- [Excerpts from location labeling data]
..........

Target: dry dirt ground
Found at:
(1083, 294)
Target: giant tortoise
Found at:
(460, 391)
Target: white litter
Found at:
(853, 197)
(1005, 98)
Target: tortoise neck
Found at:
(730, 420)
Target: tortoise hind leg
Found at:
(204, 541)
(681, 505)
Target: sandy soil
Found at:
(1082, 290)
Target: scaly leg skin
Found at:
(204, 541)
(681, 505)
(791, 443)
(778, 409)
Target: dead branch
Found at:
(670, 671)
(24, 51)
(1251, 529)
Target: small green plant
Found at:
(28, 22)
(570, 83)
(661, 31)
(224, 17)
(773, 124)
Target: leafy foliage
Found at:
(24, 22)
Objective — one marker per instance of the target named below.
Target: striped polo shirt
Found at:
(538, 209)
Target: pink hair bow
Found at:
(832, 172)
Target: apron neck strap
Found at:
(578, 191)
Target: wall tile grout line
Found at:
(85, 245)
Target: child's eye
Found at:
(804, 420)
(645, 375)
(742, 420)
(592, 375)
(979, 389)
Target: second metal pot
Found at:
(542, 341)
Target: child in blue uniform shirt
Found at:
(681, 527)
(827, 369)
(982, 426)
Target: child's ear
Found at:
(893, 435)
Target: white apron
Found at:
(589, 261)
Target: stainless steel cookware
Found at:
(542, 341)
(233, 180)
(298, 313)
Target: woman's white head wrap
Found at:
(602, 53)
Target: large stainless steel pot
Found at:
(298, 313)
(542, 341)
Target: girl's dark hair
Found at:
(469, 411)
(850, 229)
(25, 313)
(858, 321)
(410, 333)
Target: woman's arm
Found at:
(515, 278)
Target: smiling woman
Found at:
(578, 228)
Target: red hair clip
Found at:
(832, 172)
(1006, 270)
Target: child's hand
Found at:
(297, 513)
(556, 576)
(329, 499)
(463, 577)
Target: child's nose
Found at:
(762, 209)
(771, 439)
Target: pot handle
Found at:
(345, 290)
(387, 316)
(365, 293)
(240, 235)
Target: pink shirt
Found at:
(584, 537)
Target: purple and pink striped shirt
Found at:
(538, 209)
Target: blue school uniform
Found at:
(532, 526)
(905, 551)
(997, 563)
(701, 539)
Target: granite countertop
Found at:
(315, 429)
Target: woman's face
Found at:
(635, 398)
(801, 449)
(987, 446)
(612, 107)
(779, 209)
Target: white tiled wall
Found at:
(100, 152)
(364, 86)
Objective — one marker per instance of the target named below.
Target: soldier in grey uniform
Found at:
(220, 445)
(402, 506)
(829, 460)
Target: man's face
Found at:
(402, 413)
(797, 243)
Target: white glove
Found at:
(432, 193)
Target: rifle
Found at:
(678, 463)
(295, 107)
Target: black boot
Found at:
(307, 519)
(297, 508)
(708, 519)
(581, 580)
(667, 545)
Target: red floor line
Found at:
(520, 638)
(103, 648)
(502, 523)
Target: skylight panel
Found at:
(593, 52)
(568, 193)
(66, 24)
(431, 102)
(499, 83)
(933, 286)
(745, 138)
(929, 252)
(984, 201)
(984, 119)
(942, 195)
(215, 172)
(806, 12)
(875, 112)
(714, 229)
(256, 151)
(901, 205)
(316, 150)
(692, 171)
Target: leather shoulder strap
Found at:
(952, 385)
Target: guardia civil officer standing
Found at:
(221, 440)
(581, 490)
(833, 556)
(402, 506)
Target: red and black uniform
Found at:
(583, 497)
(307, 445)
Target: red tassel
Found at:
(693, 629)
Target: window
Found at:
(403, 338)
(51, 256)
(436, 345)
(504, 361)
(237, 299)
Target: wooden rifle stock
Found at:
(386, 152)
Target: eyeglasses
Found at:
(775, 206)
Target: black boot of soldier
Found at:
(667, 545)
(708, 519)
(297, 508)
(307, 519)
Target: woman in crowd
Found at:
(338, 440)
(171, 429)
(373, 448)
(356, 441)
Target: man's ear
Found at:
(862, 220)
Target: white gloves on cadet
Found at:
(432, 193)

..........

- [Instructions to follow] Arrange every line of the records above as a Markdown table with the columns "Row" and "Record text," numbering the rows in order and omitting any blank lines.

- [Worked solution]
| Row | Record text |
|---|---|
| 1 | Target: dry dirt ground |
| 2 | Found at: |
| 3 | (1083, 294) |
| 4 | Target: giant tortoise |
| 5 | Found at: |
| 6 | (460, 391) |
| 7 | Target: white litter |
| 8 | Found at: |
| 9 | (853, 197) |
| 10 | (1005, 98) |
| 11 | Target: tortoise neck |
| 12 | Found at: |
| 13 | (730, 420) |
| 14 | Target: tortoise hind leg |
| 15 | Found at: |
| 16 | (204, 541) |
| 17 | (681, 505) |
| 18 | Target: sandy soil |
| 19 | Found at: |
| 20 | (1082, 290) |
| 21 | Target: scaly leg skin |
| 22 | Found at: |
| 23 | (204, 541) |
| 24 | (681, 505) |
| 25 | (791, 443) |
| 26 | (778, 409) |
| 27 | Target: dead branch |
| 28 | Found at: |
| 29 | (670, 671) |
| 30 | (24, 51) |
| 31 | (1251, 529) |
| 32 | Target: small green plant |
| 33 | Found at: |
| 34 | (28, 22) |
| 35 | (570, 83) |
| 36 | (661, 31) |
| 37 | (224, 17) |
| 38 | (773, 124) |
| 39 | Target: leafy foliage |
| 40 | Found at: |
| 41 | (24, 22) |
| 42 | Objective — one marker per instance of the target named below. |
| 43 | Target: striped polo shirt |
| 44 | Found at: |
| 45 | (538, 209) |
| 46 | Target: pink hair bow |
| 47 | Found at: |
| 48 | (832, 172) |
| 49 | Target: apron neck strap |
| 50 | Found at: |
| 51 | (578, 191) |
| 52 | Target: wall tile grout line |
| 53 | Found at: |
| 54 | (85, 245) |
| 55 | Target: child's eye |
| 56 | Found at: |
| 57 | (804, 420) |
| 58 | (645, 375) |
| 59 | (742, 420) |
| 60 | (592, 375) |
| 61 | (979, 389) |
| 62 | Target: second metal pot |
| 63 | Found at: |
| 64 | (542, 341) |
| 65 | Target: child in blue uniform shirt |
| 66 | Found at: |
| 67 | (681, 527) |
| 68 | (827, 369) |
| 69 | (982, 426) |
| 70 | Target: child's ear |
| 71 | Found at: |
| 72 | (893, 435) |
| 73 | Target: white apron |
| 74 | Found at: |
| 75 | (589, 261) |
| 76 | Target: stainless steel cookware |
| 77 | Found at: |
| 78 | (542, 341) |
| 79 | (233, 180) |
| 80 | (298, 313) |
| 81 | Target: woman's white head wrap |
| 82 | Found at: |
| 83 | (602, 53) |
| 84 | Target: large stainless steel pot |
| 85 | Found at: |
| 86 | (298, 313) |
| 87 | (542, 341) |
| 88 | Target: girl's dark hair |
| 89 | Found at: |
| 90 | (469, 411) |
| 91 | (850, 229) |
| 92 | (25, 313) |
| 93 | (858, 321) |
| 94 | (410, 333) |
| 95 | Target: woman's arm |
| 96 | Found at: |
| 97 | (515, 278) |
| 98 | Target: smiling woman |
| 99 | Found at: |
| 100 | (578, 228) |
| 101 | Target: red hair clip |
| 102 | Found at: |
| 103 | (832, 172) |
| 104 | (1006, 270) |
| 105 | Target: child's hand |
| 106 | Found at: |
| 107 | (297, 513) |
| 108 | (556, 576) |
| 109 | (329, 499) |
| 110 | (463, 577) |
| 111 | Target: child's nose |
| 112 | Found at: |
| 113 | (762, 209) |
| 114 | (771, 439) |
| 115 | Target: pot handle |
| 116 | Found at: |
| 117 | (345, 290) |
| 118 | (387, 316) |
| 119 | (365, 293) |
| 120 | (240, 235) |
| 121 | Target: pink shirt |
| 122 | Found at: |
| 123 | (584, 537) |
| 124 | Target: purple and pink striped shirt |
| 125 | Found at: |
| 126 | (538, 209) |
| 127 | Target: blue school uniform |
| 128 | Found at: |
| 129 | (532, 526) |
| 130 | (905, 551) |
| 131 | (997, 563) |
| 132 | (701, 539) |
| 133 | Target: granite countertop |
| 134 | Found at: |
| 135 | (315, 429) |
| 136 | Target: woman's face |
| 137 | Found at: |
| 138 | (635, 398) |
| 139 | (801, 449) |
| 140 | (987, 446) |
| 141 | (612, 107) |
| 142 | (779, 209) |
| 143 | Target: white tiled wall |
| 144 | Found at: |
| 145 | (100, 152) |
| 146 | (364, 86) |
| 147 | Objective — one marker per instance of the target named below. |
| 148 | Target: soldier in grey uniform |
| 149 | Found at: |
| 150 | (220, 445) |
| 151 | (402, 506) |
| 152 | (829, 460) |
| 153 | Target: man's face |
| 154 | Found at: |
| 155 | (402, 413) |
| 156 | (797, 243) |
| 157 | Target: white glove |
| 158 | Found at: |
| 159 | (432, 193) |
| 160 | Target: rifle |
| 161 | Found at: |
| 162 | (678, 463) |
| 163 | (295, 107) |
| 164 | Target: black boot |
| 165 | Found at: |
| 166 | (307, 519) |
| 167 | (297, 508) |
| 168 | (708, 519) |
| 169 | (581, 580) |
| 170 | (667, 545) |
| 171 | Target: red floor line |
| 172 | Found at: |
| 173 | (520, 638) |
| 174 | (103, 648) |
| 175 | (502, 523) |
| 176 | Target: skylight panel |
| 177 | Found at: |
| 178 | (593, 52) |
| 179 | (568, 193) |
| 180 | (66, 24) |
| 181 | (431, 102) |
| 182 | (499, 83) |
| 183 | (933, 286) |
| 184 | (745, 138) |
| 185 | (929, 252) |
| 186 | (984, 201) |
| 187 | (984, 119) |
| 188 | (942, 195) |
| 189 | (215, 172) |
| 190 | (806, 12) |
| 191 | (875, 112) |
| 192 | (714, 229) |
| 193 | (256, 151) |
| 194 | (901, 205) |
| 195 | (316, 150) |
| 196 | (692, 171) |
| 197 | Target: leather shoulder strap |
| 198 | Found at: |
| 199 | (952, 385) |
| 200 | Target: guardia civil officer standing |
| 201 | Found at: |
| 202 | (221, 440) |
| 203 | (581, 490) |
| 204 | (833, 556) |
| 205 | (402, 506) |
| 206 | Target: red and black uniform |
| 207 | Found at: |
| 208 | (583, 497) |
| 209 | (307, 445) |
| 210 | Target: red tassel |
| 211 | Found at: |
| 212 | (693, 629) |
| 213 | Target: window |
| 214 | Found at: |
| 215 | (403, 338) |
| 216 | (51, 256) |
| 217 | (436, 345) |
| 218 | (504, 361) |
| 219 | (237, 299) |
| 220 | Target: wooden rifle stock |
| 221 | Found at: |
| 222 | (386, 152) |
| 223 | Target: eyeglasses |
| 224 | Found at: |
| 225 | (775, 206) |
| 226 | Target: black boot of soldier |
| 227 | Found at: |
| 228 | (667, 545) |
| 229 | (708, 519) |
| 230 | (297, 508) |
| 231 | (307, 519) |
| 232 | Target: woman in crowd |
| 233 | Found at: |
| 234 | (338, 440) |
| 235 | (171, 429) |
| 236 | (373, 448) |
| 237 | (356, 441) |
| 238 | Target: man's ear |
| 239 | Found at: |
| 240 | (862, 220) |
| 241 | Target: white gloves on cadet |
| 242 | Found at: |
| 243 | (432, 193) |